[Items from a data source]
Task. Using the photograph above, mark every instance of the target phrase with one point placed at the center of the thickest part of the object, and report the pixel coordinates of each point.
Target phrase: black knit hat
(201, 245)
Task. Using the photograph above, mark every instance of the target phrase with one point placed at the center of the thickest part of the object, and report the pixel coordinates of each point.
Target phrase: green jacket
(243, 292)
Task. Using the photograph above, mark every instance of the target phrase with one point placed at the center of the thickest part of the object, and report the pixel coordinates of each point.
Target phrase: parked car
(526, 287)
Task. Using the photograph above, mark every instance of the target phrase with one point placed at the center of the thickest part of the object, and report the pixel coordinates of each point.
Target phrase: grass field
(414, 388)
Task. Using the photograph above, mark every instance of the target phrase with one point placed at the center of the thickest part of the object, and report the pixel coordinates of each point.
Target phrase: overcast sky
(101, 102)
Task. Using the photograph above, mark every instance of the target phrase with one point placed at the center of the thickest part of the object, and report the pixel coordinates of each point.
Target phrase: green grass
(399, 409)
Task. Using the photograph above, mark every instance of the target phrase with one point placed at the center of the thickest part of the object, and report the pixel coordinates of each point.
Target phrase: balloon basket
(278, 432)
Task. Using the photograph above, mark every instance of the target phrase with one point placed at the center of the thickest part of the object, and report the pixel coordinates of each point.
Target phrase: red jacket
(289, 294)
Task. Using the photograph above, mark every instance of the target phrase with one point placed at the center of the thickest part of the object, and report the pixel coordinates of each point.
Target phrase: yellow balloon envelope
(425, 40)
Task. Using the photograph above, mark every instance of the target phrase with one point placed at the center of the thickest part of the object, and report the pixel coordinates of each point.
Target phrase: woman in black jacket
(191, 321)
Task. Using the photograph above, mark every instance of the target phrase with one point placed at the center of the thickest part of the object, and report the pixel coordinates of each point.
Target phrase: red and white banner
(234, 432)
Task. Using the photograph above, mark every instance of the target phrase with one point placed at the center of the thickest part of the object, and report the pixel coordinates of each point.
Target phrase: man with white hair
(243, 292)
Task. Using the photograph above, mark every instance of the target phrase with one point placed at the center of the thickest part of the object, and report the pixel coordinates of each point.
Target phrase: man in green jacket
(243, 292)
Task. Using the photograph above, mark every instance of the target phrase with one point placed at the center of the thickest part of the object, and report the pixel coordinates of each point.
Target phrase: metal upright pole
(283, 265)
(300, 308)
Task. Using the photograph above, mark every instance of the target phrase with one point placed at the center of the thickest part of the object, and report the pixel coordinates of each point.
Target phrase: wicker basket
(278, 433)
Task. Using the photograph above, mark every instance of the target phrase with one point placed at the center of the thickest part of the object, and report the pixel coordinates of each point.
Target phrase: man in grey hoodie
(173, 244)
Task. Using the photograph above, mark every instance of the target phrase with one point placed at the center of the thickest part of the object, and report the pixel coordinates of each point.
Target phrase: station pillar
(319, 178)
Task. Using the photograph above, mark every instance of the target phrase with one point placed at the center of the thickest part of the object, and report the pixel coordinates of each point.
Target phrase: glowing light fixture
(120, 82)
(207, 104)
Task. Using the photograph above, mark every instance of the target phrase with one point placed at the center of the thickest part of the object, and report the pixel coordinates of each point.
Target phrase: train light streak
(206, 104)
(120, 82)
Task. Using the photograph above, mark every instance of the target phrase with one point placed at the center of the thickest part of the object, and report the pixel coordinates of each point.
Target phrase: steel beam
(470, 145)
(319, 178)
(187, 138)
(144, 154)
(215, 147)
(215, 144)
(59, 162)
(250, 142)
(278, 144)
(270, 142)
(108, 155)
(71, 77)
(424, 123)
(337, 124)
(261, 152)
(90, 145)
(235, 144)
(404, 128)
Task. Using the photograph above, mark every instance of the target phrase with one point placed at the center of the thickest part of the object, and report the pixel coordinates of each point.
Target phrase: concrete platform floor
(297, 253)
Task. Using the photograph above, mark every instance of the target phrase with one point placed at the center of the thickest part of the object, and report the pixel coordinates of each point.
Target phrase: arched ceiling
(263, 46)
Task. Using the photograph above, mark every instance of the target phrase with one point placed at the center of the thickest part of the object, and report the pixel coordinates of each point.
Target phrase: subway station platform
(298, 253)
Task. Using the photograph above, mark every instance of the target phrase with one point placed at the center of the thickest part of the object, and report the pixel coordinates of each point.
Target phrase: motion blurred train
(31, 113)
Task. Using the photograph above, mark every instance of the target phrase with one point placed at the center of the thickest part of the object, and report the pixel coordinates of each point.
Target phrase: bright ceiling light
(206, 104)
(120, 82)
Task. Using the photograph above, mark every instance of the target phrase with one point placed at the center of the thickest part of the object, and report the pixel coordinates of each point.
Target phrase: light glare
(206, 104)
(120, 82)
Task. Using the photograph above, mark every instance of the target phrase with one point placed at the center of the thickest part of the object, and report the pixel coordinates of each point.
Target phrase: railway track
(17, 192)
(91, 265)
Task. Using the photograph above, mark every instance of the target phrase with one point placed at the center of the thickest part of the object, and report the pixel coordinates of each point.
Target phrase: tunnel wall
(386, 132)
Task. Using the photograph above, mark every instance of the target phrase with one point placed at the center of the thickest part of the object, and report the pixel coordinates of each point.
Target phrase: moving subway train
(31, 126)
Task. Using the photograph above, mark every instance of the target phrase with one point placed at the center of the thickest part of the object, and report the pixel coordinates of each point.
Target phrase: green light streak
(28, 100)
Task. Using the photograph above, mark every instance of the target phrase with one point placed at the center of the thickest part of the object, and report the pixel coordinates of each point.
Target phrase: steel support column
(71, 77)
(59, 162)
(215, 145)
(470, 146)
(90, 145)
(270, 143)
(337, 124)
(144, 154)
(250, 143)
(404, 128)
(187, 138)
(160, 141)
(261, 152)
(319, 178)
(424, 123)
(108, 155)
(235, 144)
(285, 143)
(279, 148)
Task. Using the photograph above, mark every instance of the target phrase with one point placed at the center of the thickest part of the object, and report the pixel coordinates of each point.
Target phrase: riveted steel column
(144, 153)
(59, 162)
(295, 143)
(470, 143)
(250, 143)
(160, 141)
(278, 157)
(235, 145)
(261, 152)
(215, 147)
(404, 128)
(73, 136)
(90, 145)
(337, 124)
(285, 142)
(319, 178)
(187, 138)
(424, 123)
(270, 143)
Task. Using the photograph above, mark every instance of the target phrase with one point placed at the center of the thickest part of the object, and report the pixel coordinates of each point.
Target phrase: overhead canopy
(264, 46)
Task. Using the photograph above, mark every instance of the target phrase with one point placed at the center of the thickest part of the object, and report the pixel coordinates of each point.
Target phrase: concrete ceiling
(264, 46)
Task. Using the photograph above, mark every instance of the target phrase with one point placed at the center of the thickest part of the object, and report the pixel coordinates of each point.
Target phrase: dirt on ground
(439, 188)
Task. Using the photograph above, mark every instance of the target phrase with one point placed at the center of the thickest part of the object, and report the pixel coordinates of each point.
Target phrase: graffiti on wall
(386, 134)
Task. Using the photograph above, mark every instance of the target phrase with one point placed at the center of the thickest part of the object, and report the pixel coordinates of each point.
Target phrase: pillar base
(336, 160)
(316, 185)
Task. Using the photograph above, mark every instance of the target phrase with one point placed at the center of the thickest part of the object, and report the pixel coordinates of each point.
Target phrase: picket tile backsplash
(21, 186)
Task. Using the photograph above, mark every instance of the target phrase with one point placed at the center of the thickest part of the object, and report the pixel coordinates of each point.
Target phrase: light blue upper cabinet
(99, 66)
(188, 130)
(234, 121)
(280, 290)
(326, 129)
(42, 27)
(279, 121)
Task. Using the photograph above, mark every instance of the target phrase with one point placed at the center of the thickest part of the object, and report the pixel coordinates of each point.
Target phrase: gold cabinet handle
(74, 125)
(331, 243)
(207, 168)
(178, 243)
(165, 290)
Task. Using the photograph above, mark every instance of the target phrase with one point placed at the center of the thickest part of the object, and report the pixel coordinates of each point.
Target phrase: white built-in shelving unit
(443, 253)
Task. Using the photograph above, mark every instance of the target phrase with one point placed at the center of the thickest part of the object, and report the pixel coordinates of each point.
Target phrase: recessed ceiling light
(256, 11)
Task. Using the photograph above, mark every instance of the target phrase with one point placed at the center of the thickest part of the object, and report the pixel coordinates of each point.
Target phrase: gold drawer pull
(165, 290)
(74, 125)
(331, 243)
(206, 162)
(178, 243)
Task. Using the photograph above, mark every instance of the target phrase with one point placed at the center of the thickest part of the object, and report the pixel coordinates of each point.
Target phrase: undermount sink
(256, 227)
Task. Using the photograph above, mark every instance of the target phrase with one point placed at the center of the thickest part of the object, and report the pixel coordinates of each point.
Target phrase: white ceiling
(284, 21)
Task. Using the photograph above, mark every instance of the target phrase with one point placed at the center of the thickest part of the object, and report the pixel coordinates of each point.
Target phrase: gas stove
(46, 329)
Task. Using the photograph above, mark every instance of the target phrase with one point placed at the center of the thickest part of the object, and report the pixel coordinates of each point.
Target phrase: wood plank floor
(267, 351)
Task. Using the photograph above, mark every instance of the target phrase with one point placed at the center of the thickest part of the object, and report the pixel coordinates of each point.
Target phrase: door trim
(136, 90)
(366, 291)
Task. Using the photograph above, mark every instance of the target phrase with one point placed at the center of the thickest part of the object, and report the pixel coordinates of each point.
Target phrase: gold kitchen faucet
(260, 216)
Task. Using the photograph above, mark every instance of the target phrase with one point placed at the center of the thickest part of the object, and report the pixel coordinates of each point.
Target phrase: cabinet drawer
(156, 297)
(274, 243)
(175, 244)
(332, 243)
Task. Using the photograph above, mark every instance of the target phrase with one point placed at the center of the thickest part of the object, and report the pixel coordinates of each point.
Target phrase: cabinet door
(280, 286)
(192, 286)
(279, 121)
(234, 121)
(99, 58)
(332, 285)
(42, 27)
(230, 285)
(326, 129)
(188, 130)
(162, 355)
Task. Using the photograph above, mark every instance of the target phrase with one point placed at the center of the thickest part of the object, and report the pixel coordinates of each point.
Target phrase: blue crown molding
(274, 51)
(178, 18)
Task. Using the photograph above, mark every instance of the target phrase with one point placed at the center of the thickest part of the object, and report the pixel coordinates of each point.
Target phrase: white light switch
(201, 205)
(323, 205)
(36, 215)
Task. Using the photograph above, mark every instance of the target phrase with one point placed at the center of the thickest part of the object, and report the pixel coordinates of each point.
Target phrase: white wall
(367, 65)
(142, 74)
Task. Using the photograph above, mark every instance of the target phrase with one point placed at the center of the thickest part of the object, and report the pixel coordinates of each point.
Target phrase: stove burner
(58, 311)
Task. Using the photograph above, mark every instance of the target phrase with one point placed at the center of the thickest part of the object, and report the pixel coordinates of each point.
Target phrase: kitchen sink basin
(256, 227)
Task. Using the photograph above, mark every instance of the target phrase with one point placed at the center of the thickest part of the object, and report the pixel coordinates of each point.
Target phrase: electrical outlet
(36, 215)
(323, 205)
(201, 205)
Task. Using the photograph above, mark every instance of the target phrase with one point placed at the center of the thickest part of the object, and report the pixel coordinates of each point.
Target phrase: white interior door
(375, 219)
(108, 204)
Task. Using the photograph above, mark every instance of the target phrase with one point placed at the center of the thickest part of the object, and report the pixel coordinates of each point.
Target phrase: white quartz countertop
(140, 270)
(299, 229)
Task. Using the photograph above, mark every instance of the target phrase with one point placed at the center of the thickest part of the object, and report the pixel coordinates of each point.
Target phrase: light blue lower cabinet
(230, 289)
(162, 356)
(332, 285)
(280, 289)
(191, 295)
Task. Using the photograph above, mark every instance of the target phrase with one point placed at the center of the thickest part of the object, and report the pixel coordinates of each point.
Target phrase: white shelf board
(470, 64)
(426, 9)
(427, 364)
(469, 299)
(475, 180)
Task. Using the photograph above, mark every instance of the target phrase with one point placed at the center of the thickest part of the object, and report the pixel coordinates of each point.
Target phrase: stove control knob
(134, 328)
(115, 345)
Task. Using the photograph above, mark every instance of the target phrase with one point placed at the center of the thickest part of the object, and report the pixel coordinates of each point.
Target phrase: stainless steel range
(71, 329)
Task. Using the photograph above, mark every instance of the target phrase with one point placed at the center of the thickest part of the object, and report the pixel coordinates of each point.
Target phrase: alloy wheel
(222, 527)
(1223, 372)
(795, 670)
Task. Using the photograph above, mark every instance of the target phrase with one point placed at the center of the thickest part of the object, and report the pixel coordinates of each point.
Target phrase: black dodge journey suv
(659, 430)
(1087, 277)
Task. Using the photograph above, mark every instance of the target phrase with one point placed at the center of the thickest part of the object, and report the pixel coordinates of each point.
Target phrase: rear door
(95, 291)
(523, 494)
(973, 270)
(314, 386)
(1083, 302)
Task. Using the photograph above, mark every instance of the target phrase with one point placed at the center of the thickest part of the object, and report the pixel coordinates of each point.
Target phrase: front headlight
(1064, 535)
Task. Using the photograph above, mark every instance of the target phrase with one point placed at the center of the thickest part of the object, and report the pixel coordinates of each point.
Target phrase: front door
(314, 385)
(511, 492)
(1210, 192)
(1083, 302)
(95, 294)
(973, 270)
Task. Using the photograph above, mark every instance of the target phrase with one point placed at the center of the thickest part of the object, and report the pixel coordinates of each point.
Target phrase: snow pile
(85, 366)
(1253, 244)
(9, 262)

◆ Problem statement
Which lines of the items above contain the string "kitchen"? Report each such line in full, and treat case as significant.

◆ Exercise response
Target phrase: gold kitchen faucet
Target phrase: kitchen sink basin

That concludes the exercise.